───── Data under study
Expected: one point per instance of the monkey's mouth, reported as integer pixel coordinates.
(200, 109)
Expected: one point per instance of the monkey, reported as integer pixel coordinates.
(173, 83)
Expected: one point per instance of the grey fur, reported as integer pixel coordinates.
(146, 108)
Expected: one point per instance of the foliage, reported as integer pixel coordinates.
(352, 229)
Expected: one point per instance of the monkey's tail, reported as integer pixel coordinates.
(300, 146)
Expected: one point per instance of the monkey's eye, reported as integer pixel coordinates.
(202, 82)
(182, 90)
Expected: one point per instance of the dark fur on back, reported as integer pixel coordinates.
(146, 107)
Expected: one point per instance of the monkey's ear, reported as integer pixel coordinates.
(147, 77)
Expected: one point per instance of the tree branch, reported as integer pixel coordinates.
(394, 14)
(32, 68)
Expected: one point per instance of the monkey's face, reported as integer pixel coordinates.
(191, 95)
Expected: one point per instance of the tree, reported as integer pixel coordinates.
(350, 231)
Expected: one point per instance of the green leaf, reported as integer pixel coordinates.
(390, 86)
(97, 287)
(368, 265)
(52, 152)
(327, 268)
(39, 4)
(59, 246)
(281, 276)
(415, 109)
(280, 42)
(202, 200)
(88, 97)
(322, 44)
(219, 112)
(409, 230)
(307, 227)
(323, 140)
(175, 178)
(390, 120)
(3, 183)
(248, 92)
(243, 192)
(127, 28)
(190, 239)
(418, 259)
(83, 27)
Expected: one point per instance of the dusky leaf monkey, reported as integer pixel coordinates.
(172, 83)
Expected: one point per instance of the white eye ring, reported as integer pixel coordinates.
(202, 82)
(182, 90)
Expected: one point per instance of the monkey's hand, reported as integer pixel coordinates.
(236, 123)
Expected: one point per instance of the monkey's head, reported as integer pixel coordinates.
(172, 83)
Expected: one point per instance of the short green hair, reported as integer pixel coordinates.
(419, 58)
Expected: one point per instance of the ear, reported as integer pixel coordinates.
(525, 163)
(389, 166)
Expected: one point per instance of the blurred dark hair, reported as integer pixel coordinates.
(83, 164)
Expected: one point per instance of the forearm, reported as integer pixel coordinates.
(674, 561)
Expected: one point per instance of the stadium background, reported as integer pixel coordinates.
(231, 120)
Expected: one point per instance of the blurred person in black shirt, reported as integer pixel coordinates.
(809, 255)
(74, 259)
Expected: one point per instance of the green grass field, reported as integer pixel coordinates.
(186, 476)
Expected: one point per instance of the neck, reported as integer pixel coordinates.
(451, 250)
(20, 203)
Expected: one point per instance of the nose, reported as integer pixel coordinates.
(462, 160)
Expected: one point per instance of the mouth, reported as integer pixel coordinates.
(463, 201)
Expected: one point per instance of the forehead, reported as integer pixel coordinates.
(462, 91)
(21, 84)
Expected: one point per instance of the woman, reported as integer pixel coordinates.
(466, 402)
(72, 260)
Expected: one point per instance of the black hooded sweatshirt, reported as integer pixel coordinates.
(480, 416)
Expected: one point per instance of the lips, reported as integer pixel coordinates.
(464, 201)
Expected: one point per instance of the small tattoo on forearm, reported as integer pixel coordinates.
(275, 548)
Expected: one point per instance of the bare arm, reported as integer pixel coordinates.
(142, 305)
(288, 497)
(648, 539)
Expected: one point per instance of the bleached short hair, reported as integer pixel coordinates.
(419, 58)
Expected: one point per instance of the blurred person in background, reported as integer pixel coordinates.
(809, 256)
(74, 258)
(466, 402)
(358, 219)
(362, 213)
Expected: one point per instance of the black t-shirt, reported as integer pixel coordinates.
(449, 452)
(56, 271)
──────────
Exercise brief: Copy down the entries exactly, leaving out no line.

Response to this exercise:
Expected: one point per instance of the monkey's mouth, reported as integer pixel coordinates.
(200, 109)
Expected: one point per instance of the monkey, reported as integer pixel coordinates.
(173, 83)
Expected: one point per instance of the grey fur, reported as integer pixel coordinates.
(146, 108)
Expected: one point per instance of the foliage, reported as integer pixel coordinates.
(352, 229)
Expected: one point per instance of the monkey's tail, reported as integer pixel coordinates.
(300, 146)
Expected: one point per instance of the monkey's eye, reported as integer pixel coordinates.
(202, 82)
(182, 90)
Expected: one point per instance of the dark fur on back, reported as integer pixel coordinates.
(146, 107)
Expected: one point per instance of the monkey's ear, reported as integer pixel coordinates.
(147, 77)
Expected: one point per instance of the tree branch, reported as integer pixel coordinates.
(394, 14)
(32, 68)
Expected: one point per instance of the monkey's face, reported as integer pixel coordinates.
(191, 95)
Expected: one point per instance of the tree, reported as integer pixel coordinates.
(350, 231)
Expected: one point per instance of the green leaf, reported as integer pixel coordinates.
(390, 86)
(97, 287)
(368, 265)
(52, 152)
(327, 268)
(39, 4)
(59, 246)
(281, 276)
(415, 109)
(280, 42)
(202, 200)
(88, 97)
(322, 44)
(219, 112)
(409, 230)
(307, 227)
(323, 140)
(175, 178)
(390, 120)
(3, 183)
(248, 92)
(243, 192)
(127, 28)
(190, 239)
(418, 259)
(83, 27)
Expected: one point per instance of the dusky leaf monkey, reported as integer pixel coordinates.
(172, 83)
Expected: one point per instance of the white eye ring, reported as integer pixel coordinates.
(202, 82)
(182, 90)
Expected: one point per instance of the monkey's hand, reported as integer pixel coordinates.
(236, 123)
Expected: one point per instance of the monkey's head, reported as integer pixel coordinates.
(172, 83)
Expected: one point per instance of the short green hair, reported as integer pixel coordinates.
(419, 58)
Expected: one point per instance of the ear, reported as integer pixel coordinates.
(525, 163)
(389, 166)
Expected: one point per instance of the blurred dark hair, reported as integer pixel coordinates.
(83, 164)
Expected: one point per instance of the forearm, reported as integer pixel coordinates.
(674, 561)
Expected: one point per instance of the stadium background, reported as integer pixel coordinates.
(231, 120)
Expected: one point per instance of the blurred person in black shirt, reported as integer pixel coordinates.
(809, 255)
(74, 259)
Expected: one point per instance of the green grass field, reported as integer pixel coordinates.
(186, 476)
Expected: one point per instance of the neck, reported as integer pixel coordinates.
(451, 250)
(20, 203)
Expected: one point per instance of the nose, reported as integer pixel coordinates.
(462, 160)
Expected: one point per instance of the mouth, reported as integer pixel coordinates.
(463, 201)
Expected: one point per instance of the forehead, reported as integer pixel coordinates.
(462, 91)
(21, 84)
Expected: one point per instance of the woman, reported as integer pixel coordinates.
(466, 402)
(72, 260)
Expected: one point per instance of the black hooded sweatshirt, reported as integer pixel coordinates.
(480, 416)
Expected: one point per instance of the lips, reported as integer pixel coordinates.
(464, 201)
Expected: one point per instance of the small tattoo on forearm, reported as integer pixel coordinates.
(275, 548)
Expected: one point per instance of the bare arm, reported as integer pixel coordinates.
(142, 305)
(288, 497)
(648, 539)
Expected: one point per instance of the bleached short hair, reported as integer pixel coordinates.
(419, 58)
Expected: one point per instance of the blurred person in background, reported as integer pixel coordinates.
(809, 256)
(74, 258)
(466, 402)
(358, 219)
(362, 213)
Expected: one point per instance of the black t-shirt, reported as integer pixel coordinates.
(449, 452)
(56, 271)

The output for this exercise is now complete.